> _EXERCISE AIM_: Rewrite all the lines below, changing every "keypoint" to "marker" and keeping everything else the same. Leave the pictures out of your answer.

═════ DATA EXCERPTS ═════

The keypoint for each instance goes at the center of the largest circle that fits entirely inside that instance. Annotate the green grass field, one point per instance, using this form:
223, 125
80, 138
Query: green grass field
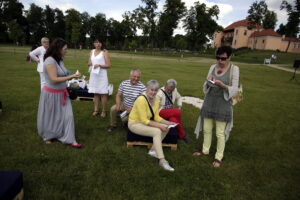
261, 157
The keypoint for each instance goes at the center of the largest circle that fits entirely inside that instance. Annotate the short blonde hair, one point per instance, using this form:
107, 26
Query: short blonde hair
153, 84
44, 39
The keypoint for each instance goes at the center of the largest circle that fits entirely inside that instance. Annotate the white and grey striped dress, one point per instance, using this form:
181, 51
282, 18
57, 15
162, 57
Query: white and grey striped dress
131, 92
55, 120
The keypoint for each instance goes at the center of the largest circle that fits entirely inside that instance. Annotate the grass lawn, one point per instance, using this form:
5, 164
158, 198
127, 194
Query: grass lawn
261, 157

═════

> _RESPONSE_:
The marker for each instance goes at the center of the largest circle that fits entirely inside that instance. Annotate the green grass field, one point per instance, using this form:
223, 125
80, 138
Query: green grass field
261, 157
The marker for each instance goes at the center of the largest circle that fits entirely inside that instance. Annotate the short blonde hair, one point per instance, using this form:
107, 26
Query: short blonde hair
153, 84
44, 39
The marker for each instance goes at the center of the largest circle that fits entirely inside that instance. Annotate the white and grey striped dress, one point per instance, using this form:
181, 51
282, 18
57, 15
162, 57
Query: white and grey striped dress
131, 92
55, 120
The marker for each instance goes at the center of the largest circle that fits entirely inside that instance. Annotate the grass lawn, one point per instance, using this form:
5, 164
158, 198
127, 194
Query: grass lawn
261, 157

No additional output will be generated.